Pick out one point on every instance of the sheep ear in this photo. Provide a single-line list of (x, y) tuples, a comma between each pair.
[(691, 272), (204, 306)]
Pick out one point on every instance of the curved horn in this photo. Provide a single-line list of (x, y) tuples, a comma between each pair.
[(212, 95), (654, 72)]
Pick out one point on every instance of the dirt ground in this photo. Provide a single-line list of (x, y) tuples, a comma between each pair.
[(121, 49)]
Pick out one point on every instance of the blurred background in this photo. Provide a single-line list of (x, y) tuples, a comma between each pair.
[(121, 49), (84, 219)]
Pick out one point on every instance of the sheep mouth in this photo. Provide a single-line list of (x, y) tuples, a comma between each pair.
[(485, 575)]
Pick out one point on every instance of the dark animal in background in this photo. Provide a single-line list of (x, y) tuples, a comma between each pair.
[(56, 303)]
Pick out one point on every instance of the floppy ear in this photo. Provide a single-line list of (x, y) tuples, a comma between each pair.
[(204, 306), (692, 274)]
* * * * *
■ Requirement:
All that is wanted is the lines from the one containing "Pick out one point on every instance of the floppy" through the last line of the records, restated word for word.

■ Reply to the exercise:
Pick out one point on every instance of the floppy ear in this photo. Provide a single-line list of (x, y) tuples, a comma between each pair.
[(204, 306), (692, 274)]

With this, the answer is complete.